#### Directions:
Copy the items below word for word, starting at the line that contains "the gray knit" and continuing through the end of the items.

********************

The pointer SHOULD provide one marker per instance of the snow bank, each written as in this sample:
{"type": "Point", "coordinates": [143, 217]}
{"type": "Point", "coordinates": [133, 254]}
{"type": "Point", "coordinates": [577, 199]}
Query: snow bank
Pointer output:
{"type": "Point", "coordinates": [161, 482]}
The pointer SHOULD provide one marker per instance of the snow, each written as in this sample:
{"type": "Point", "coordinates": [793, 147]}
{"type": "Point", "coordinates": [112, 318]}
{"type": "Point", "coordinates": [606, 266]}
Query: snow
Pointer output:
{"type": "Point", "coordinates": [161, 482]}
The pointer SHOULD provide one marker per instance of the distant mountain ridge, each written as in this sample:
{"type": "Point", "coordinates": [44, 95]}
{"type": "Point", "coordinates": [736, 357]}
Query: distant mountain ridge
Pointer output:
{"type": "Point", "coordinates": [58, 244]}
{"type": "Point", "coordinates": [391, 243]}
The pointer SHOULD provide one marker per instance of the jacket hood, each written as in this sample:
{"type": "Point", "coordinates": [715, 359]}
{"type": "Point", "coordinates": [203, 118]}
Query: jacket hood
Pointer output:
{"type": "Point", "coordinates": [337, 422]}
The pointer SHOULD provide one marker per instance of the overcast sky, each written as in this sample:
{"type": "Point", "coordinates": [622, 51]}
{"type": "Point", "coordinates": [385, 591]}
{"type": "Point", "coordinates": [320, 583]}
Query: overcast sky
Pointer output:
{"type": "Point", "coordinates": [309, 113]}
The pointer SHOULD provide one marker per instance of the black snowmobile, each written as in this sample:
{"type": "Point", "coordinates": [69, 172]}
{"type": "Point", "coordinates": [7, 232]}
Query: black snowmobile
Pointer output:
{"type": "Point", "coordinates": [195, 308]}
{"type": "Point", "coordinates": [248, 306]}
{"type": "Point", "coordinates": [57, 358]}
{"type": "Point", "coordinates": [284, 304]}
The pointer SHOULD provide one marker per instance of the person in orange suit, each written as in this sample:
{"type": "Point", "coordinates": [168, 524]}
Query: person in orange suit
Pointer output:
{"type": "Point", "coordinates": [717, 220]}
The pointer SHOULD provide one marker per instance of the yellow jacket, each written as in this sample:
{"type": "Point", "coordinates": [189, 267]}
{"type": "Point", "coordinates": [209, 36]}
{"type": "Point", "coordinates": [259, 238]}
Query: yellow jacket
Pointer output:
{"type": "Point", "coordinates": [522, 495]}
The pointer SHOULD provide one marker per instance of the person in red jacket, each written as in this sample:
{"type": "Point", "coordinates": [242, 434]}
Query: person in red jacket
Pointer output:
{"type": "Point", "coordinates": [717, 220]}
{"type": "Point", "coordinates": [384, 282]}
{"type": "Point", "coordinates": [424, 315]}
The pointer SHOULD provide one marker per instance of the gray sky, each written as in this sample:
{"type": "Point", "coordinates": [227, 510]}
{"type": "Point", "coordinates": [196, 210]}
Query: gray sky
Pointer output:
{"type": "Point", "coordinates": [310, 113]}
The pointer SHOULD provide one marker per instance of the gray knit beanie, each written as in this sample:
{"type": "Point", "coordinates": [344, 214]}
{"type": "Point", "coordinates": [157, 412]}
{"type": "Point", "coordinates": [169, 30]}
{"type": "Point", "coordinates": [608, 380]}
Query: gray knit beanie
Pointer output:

********************

#### The reply:
The pointer SHOULD provide one marker per instance of the gray knit beanie, each written as in this sample:
{"type": "Point", "coordinates": [344, 214]}
{"type": "Point", "coordinates": [157, 412]}
{"type": "Point", "coordinates": [169, 30]}
{"type": "Point", "coordinates": [608, 380]}
Query: gray knit beanie
Pointer output:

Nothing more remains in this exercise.